Required task:
Please write out the listing below word for word, starting at its first line and stopping after the line that contains "[128,56,147,87]".

Information provided start

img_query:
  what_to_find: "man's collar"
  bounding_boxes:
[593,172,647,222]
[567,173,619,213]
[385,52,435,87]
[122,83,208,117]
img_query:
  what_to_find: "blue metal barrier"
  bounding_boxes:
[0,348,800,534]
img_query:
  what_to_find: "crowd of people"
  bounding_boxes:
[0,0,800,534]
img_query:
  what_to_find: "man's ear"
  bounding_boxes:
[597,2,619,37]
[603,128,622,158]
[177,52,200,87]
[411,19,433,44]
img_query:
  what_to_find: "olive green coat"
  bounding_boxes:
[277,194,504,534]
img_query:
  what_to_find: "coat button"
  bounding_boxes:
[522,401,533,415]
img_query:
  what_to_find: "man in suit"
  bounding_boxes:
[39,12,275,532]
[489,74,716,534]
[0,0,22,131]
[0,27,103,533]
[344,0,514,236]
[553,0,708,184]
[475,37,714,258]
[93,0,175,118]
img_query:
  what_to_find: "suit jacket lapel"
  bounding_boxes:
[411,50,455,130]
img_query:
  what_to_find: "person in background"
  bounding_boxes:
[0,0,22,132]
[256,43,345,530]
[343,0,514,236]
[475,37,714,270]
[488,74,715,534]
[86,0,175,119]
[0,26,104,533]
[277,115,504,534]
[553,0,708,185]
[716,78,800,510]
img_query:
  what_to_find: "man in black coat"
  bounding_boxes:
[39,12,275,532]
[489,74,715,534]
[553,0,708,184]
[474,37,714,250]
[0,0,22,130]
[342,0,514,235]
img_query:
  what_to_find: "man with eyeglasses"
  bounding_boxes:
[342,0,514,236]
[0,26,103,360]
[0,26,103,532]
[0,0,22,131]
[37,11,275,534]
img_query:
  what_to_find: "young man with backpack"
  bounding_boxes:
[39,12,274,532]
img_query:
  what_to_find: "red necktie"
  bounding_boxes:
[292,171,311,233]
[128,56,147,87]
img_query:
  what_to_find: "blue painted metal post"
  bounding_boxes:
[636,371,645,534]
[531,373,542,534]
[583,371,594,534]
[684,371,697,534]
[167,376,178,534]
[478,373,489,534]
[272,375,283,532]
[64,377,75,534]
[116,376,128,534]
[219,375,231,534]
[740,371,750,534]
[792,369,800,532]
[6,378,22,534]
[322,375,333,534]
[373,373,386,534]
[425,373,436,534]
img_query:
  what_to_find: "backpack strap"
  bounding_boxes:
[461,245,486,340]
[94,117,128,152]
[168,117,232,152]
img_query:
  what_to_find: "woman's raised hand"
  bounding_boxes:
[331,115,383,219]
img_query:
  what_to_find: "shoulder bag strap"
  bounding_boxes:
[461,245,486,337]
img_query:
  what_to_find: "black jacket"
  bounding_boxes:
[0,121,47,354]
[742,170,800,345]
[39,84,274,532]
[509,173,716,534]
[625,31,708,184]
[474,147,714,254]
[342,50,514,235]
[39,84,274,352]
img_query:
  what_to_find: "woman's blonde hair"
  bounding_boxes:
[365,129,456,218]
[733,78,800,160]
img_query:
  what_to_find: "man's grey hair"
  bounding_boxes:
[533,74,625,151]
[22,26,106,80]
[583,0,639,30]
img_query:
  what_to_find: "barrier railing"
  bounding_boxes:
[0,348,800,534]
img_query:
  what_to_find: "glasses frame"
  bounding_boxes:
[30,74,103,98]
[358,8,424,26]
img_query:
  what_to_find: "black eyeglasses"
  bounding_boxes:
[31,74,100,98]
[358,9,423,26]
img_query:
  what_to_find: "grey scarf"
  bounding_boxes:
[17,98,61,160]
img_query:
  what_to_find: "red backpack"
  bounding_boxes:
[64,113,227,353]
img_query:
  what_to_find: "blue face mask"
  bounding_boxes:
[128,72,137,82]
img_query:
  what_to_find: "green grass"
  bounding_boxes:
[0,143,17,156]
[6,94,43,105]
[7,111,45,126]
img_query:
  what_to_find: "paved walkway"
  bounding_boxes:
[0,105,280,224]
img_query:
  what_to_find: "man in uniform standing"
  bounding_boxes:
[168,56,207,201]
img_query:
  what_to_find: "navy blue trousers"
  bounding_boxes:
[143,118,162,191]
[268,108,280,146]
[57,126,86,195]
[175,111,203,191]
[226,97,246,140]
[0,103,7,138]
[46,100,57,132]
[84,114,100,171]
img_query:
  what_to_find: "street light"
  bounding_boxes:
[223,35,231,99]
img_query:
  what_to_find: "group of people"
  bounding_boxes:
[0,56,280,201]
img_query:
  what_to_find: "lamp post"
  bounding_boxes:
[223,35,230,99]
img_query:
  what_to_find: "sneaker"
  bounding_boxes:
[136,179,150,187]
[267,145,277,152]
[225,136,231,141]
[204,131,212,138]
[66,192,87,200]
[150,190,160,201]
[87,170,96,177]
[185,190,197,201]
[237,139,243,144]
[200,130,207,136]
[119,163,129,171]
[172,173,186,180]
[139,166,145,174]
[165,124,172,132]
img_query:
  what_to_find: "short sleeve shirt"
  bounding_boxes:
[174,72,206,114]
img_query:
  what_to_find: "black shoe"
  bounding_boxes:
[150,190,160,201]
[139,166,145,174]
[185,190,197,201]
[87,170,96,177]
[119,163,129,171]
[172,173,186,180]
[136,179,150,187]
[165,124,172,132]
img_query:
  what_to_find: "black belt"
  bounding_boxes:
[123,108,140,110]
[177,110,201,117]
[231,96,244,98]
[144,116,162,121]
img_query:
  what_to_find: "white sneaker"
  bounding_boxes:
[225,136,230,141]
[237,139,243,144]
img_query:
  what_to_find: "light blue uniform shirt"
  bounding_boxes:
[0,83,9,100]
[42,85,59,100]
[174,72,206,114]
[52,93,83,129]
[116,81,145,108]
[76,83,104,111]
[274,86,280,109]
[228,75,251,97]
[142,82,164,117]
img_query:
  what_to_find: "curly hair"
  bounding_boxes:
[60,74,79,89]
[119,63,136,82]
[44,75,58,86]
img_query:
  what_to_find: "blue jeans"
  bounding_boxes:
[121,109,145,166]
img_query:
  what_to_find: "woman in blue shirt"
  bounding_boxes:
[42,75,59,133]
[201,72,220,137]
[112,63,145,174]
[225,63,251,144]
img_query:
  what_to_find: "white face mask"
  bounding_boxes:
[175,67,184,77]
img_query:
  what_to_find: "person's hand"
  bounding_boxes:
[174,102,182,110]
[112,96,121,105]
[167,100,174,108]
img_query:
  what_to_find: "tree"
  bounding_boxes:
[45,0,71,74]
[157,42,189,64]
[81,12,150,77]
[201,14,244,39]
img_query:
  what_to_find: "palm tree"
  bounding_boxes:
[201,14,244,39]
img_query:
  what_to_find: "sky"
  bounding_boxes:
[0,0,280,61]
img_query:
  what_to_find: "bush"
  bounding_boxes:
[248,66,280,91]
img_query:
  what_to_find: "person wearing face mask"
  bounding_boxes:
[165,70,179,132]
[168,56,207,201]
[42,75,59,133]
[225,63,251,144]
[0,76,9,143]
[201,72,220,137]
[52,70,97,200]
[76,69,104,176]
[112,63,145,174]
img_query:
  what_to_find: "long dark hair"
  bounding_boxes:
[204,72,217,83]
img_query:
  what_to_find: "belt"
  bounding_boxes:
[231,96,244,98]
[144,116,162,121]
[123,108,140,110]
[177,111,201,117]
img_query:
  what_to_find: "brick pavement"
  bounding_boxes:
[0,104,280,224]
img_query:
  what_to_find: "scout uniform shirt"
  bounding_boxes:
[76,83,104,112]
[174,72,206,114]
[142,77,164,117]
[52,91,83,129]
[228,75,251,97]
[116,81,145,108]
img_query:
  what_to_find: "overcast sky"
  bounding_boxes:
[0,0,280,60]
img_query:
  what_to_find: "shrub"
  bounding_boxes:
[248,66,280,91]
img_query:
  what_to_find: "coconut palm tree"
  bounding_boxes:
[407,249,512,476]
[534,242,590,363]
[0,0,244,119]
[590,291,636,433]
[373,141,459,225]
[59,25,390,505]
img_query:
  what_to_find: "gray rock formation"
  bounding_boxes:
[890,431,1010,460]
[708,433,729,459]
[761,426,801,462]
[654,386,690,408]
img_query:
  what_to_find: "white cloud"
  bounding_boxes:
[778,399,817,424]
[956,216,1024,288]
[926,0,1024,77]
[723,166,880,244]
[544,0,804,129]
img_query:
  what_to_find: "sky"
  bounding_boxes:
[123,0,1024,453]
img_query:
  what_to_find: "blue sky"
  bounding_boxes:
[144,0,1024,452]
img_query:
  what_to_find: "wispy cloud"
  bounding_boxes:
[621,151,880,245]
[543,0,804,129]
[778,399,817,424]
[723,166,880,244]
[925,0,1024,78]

Information provided end

Answer:
img_query:
  what_to_find: "man's collar"
  bounding_boxes:
[593,172,647,222]
[567,173,619,213]
[385,52,435,87]
[122,83,208,117]
img_query:
  what_to_find: "blue metal barrier"
  bounding_boxes:
[0,348,800,534]
img_query:
  what_to_find: "crowd of people"
  bounding_boxes:
[0,0,800,534]
img_query:
  what_to_find: "man's ear"
  bounding_boxes:
[597,2,619,37]
[603,128,622,158]
[177,52,200,87]
[411,19,433,44]
img_query:
  what_to_find: "olive green coat"
  bounding_boxes:
[277,194,504,534]
img_query:
  what_to_find: "coat button"
  bounding_boxes:
[522,401,533,415]
img_query:
  what_to_find: "man in suit"
  bounding_boxes:
[39,12,275,532]
[489,74,716,534]
[0,0,22,131]
[0,27,103,533]
[344,0,514,236]
[553,0,708,184]
[475,37,714,258]
[93,0,175,118]
img_query:
  what_to_find: "suit jacket lapel"
  bounding_boxes:
[411,50,455,130]
img_query:
  what_to_find: "person in background"
  bounding_boxes:
[0,0,22,132]
[256,43,345,530]
[343,0,514,236]
[475,37,714,270]
[488,74,715,534]
[86,0,175,119]
[0,26,104,533]
[277,115,504,534]
[553,0,708,185]
[716,78,800,510]
img_query:
  what_to_find: "man in black coat"
  bounding_boxes:
[39,12,275,532]
[489,74,715,534]
[553,0,708,184]
[474,37,714,250]
[0,0,22,130]
[342,0,514,235]
img_query:
  what_to_find: "man with eyeglasses"
  bounding_boxes:
[342,0,514,236]
[0,26,103,360]
[0,26,103,532]
[0,0,22,131]
[37,11,275,534]
img_query:
  what_to_find: "young man with backpack"
  bounding_boxes:
[39,12,274,532]
img_query:
  what_to_find: "red necktie"
  bounding_boxes:
[292,171,311,233]
[128,56,147,87]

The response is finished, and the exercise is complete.